Quoted passage
»»

There are several limitations to the XenoSWATH pipeline. Because the method focuses on quantifying peptides that are both proteotypic and species discriminating, a significant number of proteins with high sequence similarity between mouse and human are filtered out and lost during the process, resulting in the quantification of a reduced subset of the proteome. Despite this limitation, we are still able to readily identify key pathways that are operating in both the human and mouse compartment. Given that the stroma is composed of a number of different cell types including fibroblasts, endothelial cells and immune cells, as with other population-level based measurement methodologies, the XenoSWATH pipeline is unable to resolve the individual contribution of specific stromal cell types to the aggregate proteomic data. Extending in silico transcriptomic deconvolution strategies that are currently being used to estimate stromal cell types to proteomic data may provide better resolution and address this shortcoming in the future (Sturm et al., 2019).
Collectively, our study has generated the MouseRefSWATH comprehensive mouse reference spectral library as a standardized community resource for use in future mouse SWATH-MS studies, which will not only remove the need for the generation of study-specific libraries but will also improve inter-laboratory reproducibility. We further present a new XenoSWATH analysis pipeline for species-specific deconvolution of xenograft proteomic data, which opens new possibilities for the in-depth and reproducible assessment of tumour-host interactions in murine xenograft models. Moving forward, we anticipate that these tools will have broad applications in addressing key biological research questions involving this widely used model organism.

««

Work item
Answer these questions about the passage on the XenoSWATH pipeline:
1. Which kinds of peptides does the XenoSWATH method focus on quantifying?
2. Which cell types are named as making up the stroma?
3. What is the name of the mouse reference spectral library the study generated?

[Stored items]
»»

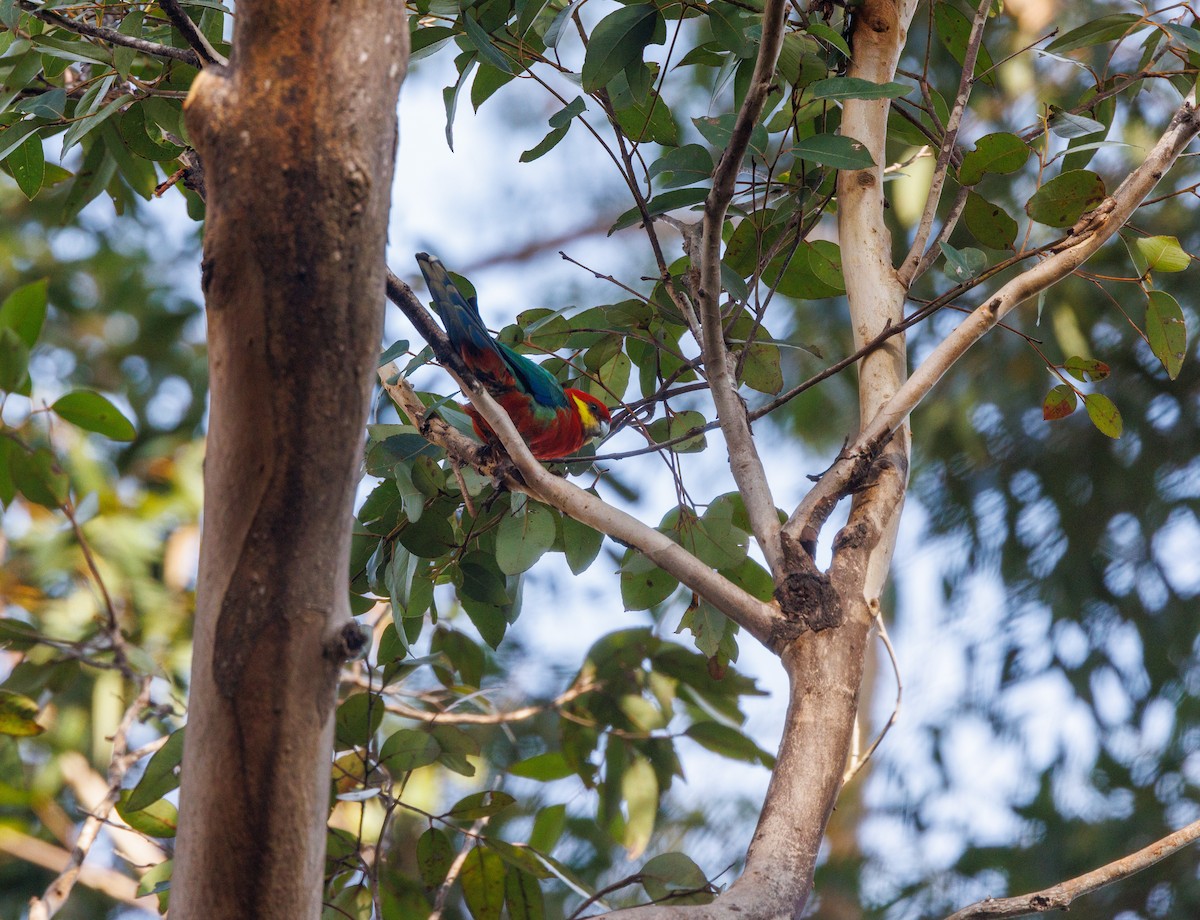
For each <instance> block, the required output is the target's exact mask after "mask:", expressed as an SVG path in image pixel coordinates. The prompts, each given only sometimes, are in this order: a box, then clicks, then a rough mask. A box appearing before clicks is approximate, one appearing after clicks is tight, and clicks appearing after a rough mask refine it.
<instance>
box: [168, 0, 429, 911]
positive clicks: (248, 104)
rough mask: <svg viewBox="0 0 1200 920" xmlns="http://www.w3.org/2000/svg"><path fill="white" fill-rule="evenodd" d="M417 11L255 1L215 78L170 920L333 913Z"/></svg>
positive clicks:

««

Task response
1. Peptides that are both proteotypic and species discriminating.
2. Fibroblasts, endothelial cells and immune cells.
3. MouseRefSWATH.